ARTICLE
○ ○ ○ ○

Sam Hunt marks a generational shift in country music, both in music and business. Hunt slips hip-hop phrasing and modern R&B rhythms into country-pop, signaling a progression from the boisterous bro-country that had previously defined the 2010s. "Leave the Light On" introduced this blend in 2014 and it became a smash, the first of his many number one singles on the country chart. This success paled in comparison to 2017's "Body Like a Back Road," which spent months at number one and broke the record for most weeks in the top spot. Released independent of an album, "Body Like a Back Road" showed that Hunt's rise was fueled by a mastery of the digital marketplace. As much as his music, it's this savviness that has marked Sam Hunt as the start of a new generation.
Initially, Sam Hunt didn't plan to sing for a living. A native of Cedartown, Georgia, Hunt excelled at sports, specializing in football. His time as a high-school quarterback was acclaimed — he earned a nomination for Wendy's High School Heisman trophy — and upon graduation, he enrolled at Middle Tennessee State University in 2003. Hunt didn't play much in either the 2003 or 2004 seasons, so he transferred to the University of Alabama at Birmingham in 2005, where he graduated in 2007. During his time at UAB, Hunt began to teach himself how to play guitar and sing, so when his 2008 tryout for the Kansas City Chiefs didn't go anywhere, he decided to head to Nashville to pursue a career in music.
Sam Hunt first made waves in the Music City as a songwriter, receiving his breakthrough in 2012 when he co-wrote the number one Kenny Chesney hit "Come Over." Hunt seized on this opportunity and released the single "Raised on It" from a mixtape of original songs called Between the Pines in 2013, which helped give him momentum as a performing artist. Two big songwriting credits arrived in 2014 — Keith Urban's "Cop Car" and Billy Currington's "We Are Tonight" — but so did a contract with MCA Nashville. He signed with the label in January and released the digital EP X2C in August. Not much later, "Leave the Night On" — a sleek, R&B-inflected country-pop tune he co-wrote with Josh Osborne and Shane McAnally — was released as a single and it quickly became a staple on country radio, reaching the top spot on Billboard's Country Airplay chart and getting certified as platinum twice.

○ ○ ○ ○

EXTRACTED DATA
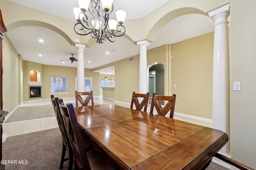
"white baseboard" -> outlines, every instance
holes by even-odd
[[[102,97],[102,98],[103,98],[104,99],[110,99],[110,100],[115,100],[115,99],[113,99],[113,98],[106,98],[105,97]]]
[[[117,101],[117,100],[114,100],[114,102],[116,102],[117,103],[122,103],[122,104],[128,104],[128,105],[131,105],[130,103],[126,103],[126,102],[123,102],[118,101]]]
[[[198,120],[200,120],[204,121],[208,121],[209,122],[212,122],[212,120],[210,119],[205,118],[204,117],[199,117],[198,116],[193,116],[192,115],[187,115],[186,114],[181,113],[180,113],[175,112],[174,113],[174,115],[180,115],[182,116],[184,116],[187,117],[190,117],[192,119],[195,119]]]
[[[20,105],[18,105],[18,106],[17,106],[17,107],[15,107],[15,108],[13,110],[12,110],[12,112],[11,113],[9,113],[8,114],[8,115],[7,115],[7,116],[6,117],[4,117],[4,123],[5,122],[5,121],[6,121],[8,119],[8,118],[12,115],[12,113],[13,112],[14,112],[15,110],[16,110],[17,108],[18,108],[20,106]]]
[[[231,165],[227,163],[227,162],[226,162],[221,160],[220,160],[220,159],[218,159],[217,158],[216,158],[215,157],[214,157],[213,158],[212,158],[212,161],[216,163],[217,164],[218,164],[221,166],[222,166],[226,168],[227,168],[228,169],[231,170]]]
[[[7,139],[7,135],[6,134],[3,134],[2,135],[2,142],[3,143],[5,142],[5,140]]]

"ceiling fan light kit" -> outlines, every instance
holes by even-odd
[[[126,15],[125,11],[116,11],[117,21],[109,20],[109,15],[114,9],[113,0],[78,1],[79,8],[75,8],[73,10],[78,22],[74,25],[76,33],[80,35],[90,34],[96,42],[100,44],[106,39],[114,42],[116,37],[124,34],[125,27],[122,24]]]
[[[71,61],[71,63],[74,63],[74,61],[77,61],[77,59],[76,59],[75,57],[73,57],[73,55],[74,55],[74,54],[71,54],[71,55],[72,55],[72,57],[69,57],[69,59],[67,59],[66,60],[61,60],[60,61]]]

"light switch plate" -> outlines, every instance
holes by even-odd
[[[241,82],[234,82],[233,90],[234,91],[241,91]]]

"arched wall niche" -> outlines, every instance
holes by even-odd
[[[36,70],[32,70],[29,72],[30,81],[40,82],[41,73]]]

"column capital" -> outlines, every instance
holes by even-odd
[[[216,9],[216,10],[208,12],[209,17],[211,18],[214,19],[214,18],[215,16],[220,14],[227,12],[228,13],[229,13],[230,6],[230,4],[228,4],[227,5],[226,5],[225,6],[222,6],[220,8],[218,8]]]
[[[85,48],[85,45],[80,44],[76,44],[76,47],[84,47]]]
[[[147,40],[142,41],[138,41],[137,42],[137,45],[147,45],[147,46],[149,46],[150,44],[150,43],[148,42]]]

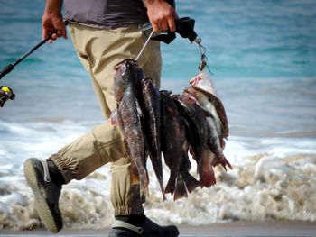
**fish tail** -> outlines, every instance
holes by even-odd
[[[163,180],[160,179],[160,180],[158,180],[158,182],[159,182],[160,189],[162,190],[162,195],[163,195],[163,201],[165,201],[165,200],[167,200],[167,198],[166,198],[166,196],[164,195]]]
[[[203,167],[203,186],[205,187],[209,187],[212,185],[216,184],[216,178],[214,175],[214,170],[211,165],[209,165],[208,168],[205,166]]]
[[[205,187],[209,187],[216,184],[216,178],[214,170],[212,168],[212,160],[215,158],[214,153],[206,150],[203,153],[203,166],[201,170],[202,175],[202,185]]]
[[[200,182],[189,172],[188,175],[183,177],[183,181],[187,187],[189,193],[191,193],[197,187],[200,186]]]
[[[178,200],[183,196],[188,197],[188,192],[183,182],[182,176],[179,174],[177,178],[177,185],[174,190],[173,201]]]
[[[175,189],[175,178],[173,177],[170,177],[166,188],[164,189],[164,193],[166,194],[173,194]]]
[[[135,166],[131,167],[131,177],[132,177],[132,185],[139,185],[139,174]]]

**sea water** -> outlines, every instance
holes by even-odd
[[[41,41],[44,4],[0,0],[1,68]],[[229,123],[224,154],[234,170],[216,168],[214,187],[163,202],[149,168],[145,214],[162,224],[316,221],[315,1],[182,0],[177,11],[195,19],[207,50]],[[161,88],[181,93],[198,73],[198,45],[177,35],[162,45],[162,54]],[[47,158],[105,121],[70,39],[43,45],[0,85],[16,94],[0,108],[0,228],[36,228],[24,160]],[[164,184],[168,176],[165,169]],[[63,187],[60,207],[67,228],[111,225],[110,179],[106,165]]]

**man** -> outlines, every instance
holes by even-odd
[[[64,4],[62,17],[63,1],[46,1],[42,38],[56,32],[52,40],[67,39],[63,20],[69,23],[78,56],[90,74],[103,115],[108,120],[116,107],[113,67],[122,59],[135,59],[140,52],[149,34],[139,30],[141,24],[149,20],[155,32],[174,32],[177,14],[163,0],[65,0]],[[160,43],[150,41],[138,62],[159,87]],[[109,236],[178,236],[176,226],[159,226],[144,215],[144,196],[140,196],[139,185],[131,185],[130,159],[120,132],[110,122],[92,128],[47,160],[25,161],[24,175],[45,227],[53,232],[62,228],[58,205],[61,186],[85,178],[107,162],[112,162],[111,201],[116,217]]]

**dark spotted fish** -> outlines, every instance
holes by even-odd
[[[196,76],[190,81],[190,84],[192,86],[192,87],[194,87],[198,91],[203,92],[203,94],[208,96],[210,105],[212,105],[215,107],[216,113],[219,117],[220,123],[222,126],[221,136],[223,138],[228,137],[229,128],[225,108],[223,103],[217,95],[212,78],[207,72],[200,71],[198,74],[198,76]],[[197,99],[199,100],[199,98]]]
[[[171,92],[161,91],[162,151],[164,162],[170,169],[170,178],[165,193],[173,194],[185,142],[184,126],[181,123],[178,107],[170,96]]]
[[[186,126],[188,141],[191,144],[191,155],[198,164],[200,183],[202,187],[209,187],[215,184],[214,173],[209,173],[209,167],[203,166],[205,160],[209,160],[209,124],[206,123],[206,115],[197,105],[196,100],[186,95],[173,95],[173,100],[177,103],[184,118],[189,124]]]
[[[140,194],[148,195],[148,174],[145,167],[142,112],[136,99],[137,84],[142,80],[139,67],[133,59],[115,66],[114,92],[118,125],[125,137],[125,146],[131,159],[132,184],[140,184]],[[144,77],[144,76],[143,76]]]
[[[163,198],[165,200],[163,184],[163,165],[161,155],[161,105],[160,92],[152,78],[142,80],[141,107],[144,117],[142,119],[144,137],[153,171],[157,177]]]

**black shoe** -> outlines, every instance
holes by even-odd
[[[122,221],[115,221],[108,233],[108,237],[176,237],[178,235],[179,231],[176,226],[159,226],[147,217],[140,227]]]
[[[24,176],[34,194],[34,205],[42,223],[49,231],[58,232],[62,229],[62,217],[58,207],[61,187],[50,180],[46,160],[26,160]]]

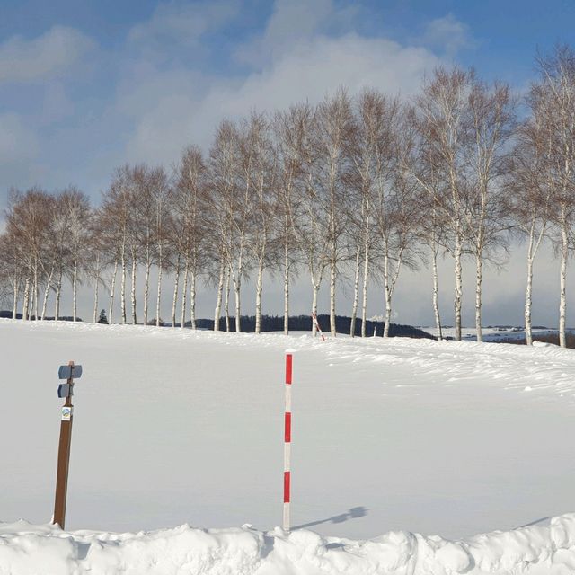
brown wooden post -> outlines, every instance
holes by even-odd
[[[54,524],[64,529],[66,521],[66,497],[68,490],[68,467],[70,465],[70,445],[72,443],[72,418],[74,407],[72,405],[72,389],[74,378],[72,377],[74,361],[68,362],[71,366],[70,377],[66,380],[68,394],[66,402],[62,406],[62,420],[60,422],[60,443],[58,449],[58,473],[56,475],[56,500],[54,502]],[[66,409],[68,408],[68,409]]]

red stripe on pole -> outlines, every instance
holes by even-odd
[[[291,385],[291,353],[286,354],[286,384],[288,384],[288,385]]]
[[[284,472],[284,503],[289,503],[289,482],[290,473],[288,471]]]
[[[291,413],[289,411],[286,412],[286,429],[285,429],[285,441],[286,443],[291,442]]]

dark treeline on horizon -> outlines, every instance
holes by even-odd
[[[195,312],[201,282],[213,289],[212,328],[259,333],[264,279],[272,275],[284,287],[276,328],[301,329],[289,317],[290,286],[298,279],[310,282],[310,314],[321,286],[329,285],[329,332],[368,336],[368,286],[376,283],[385,300],[377,329],[385,337],[394,334],[402,269],[425,266],[441,334],[437,262],[447,253],[456,339],[462,266],[470,259],[481,341],[483,266],[502,265],[515,234],[527,247],[526,342],[534,261],[549,242],[560,261],[564,346],[566,270],[575,248],[575,54],[560,46],[537,66],[523,99],[473,69],[440,67],[410,99],[341,89],[316,105],[225,120],[208,154],[191,145],[170,172],[144,164],[117,168],[98,207],[73,186],[12,190],[0,236],[0,296],[14,318],[47,319],[49,306],[60,318],[62,291],[71,289],[66,312],[75,318],[82,282],[93,288],[93,322],[102,294],[111,323],[165,323],[160,309],[169,297],[171,324],[197,328],[205,327]],[[174,279],[169,295],[162,291],[164,274]],[[252,320],[242,315],[248,278],[255,284]],[[336,314],[341,284],[353,294],[347,323]]]

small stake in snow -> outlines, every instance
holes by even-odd
[[[315,325],[315,329],[320,332],[322,336],[322,341],[325,341],[325,338],[323,337],[323,332],[322,332],[322,328],[320,327],[320,323],[317,321],[317,314],[315,312],[312,312],[312,320],[314,322],[314,325]]]
[[[291,483],[291,368],[293,356],[286,354],[286,413],[284,419],[284,531],[289,531]]]
[[[65,397],[66,402],[62,406],[62,418],[60,422],[60,443],[58,449],[58,473],[56,475],[56,500],[54,502],[53,523],[59,525],[64,529],[66,521],[66,497],[68,489],[68,467],[70,464],[70,444],[72,442],[72,416],[74,406],[72,395],[74,394],[74,378],[82,376],[82,366],[75,366],[70,361],[67,366],[60,366],[58,370],[59,379],[66,379],[66,384],[60,384],[58,388],[58,396]]]

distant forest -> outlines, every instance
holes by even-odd
[[[117,168],[96,208],[74,187],[13,190],[0,236],[0,296],[13,317],[45,319],[49,305],[58,318],[62,291],[70,289],[66,313],[75,318],[78,286],[89,284],[94,322],[103,294],[111,323],[160,324],[169,297],[171,324],[199,327],[201,283],[213,294],[216,330],[260,332],[264,283],[274,276],[283,284],[278,321],[286,333],[300,326],[289,316],[290,287],[305,280],[310,315],[320,288],[329,287],[326,332],[368,336],[368,287],[377,286],[385,321],[376,329],[386,337],[401,270],[423,266],[433,277],[429,301],[441,334],[437,262],[448,254],[455,337],[462,335],[462,266],[469,259],[481,341],[483,267],[502,265],[515,235],[526,244],[526,342],[534,261],[550,243],[560,261],[564,346],[575,231],[575,53],[559,46],[537,66],[522,99],[473,68],[439,67],[409,99],[341,89],[317,105],[225,120],[208,153],[191,145],[171,171]],[[175,279],[169,296],[166,274]],[[253,321],[242,314],[247,279]],[[352,293],[347,324],[336,314],[341,285]],[[305,323],[310,328],[309,317]]]

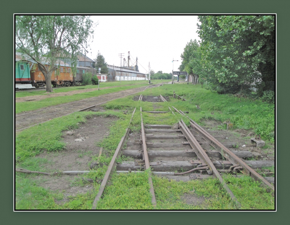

○ ○ ○ ○

WHAT YOU NEED TO DO
Translate this sentence from the Sam Hunt biography into Spanish: "Initially, Sam Hunt didn't plan to sing for a living." The material above comes from a different source than the Sam Hunt biography.

TASK RESPONSE
Inicialmente, Sam Hunt no planeaba cantar para ganarse la vida.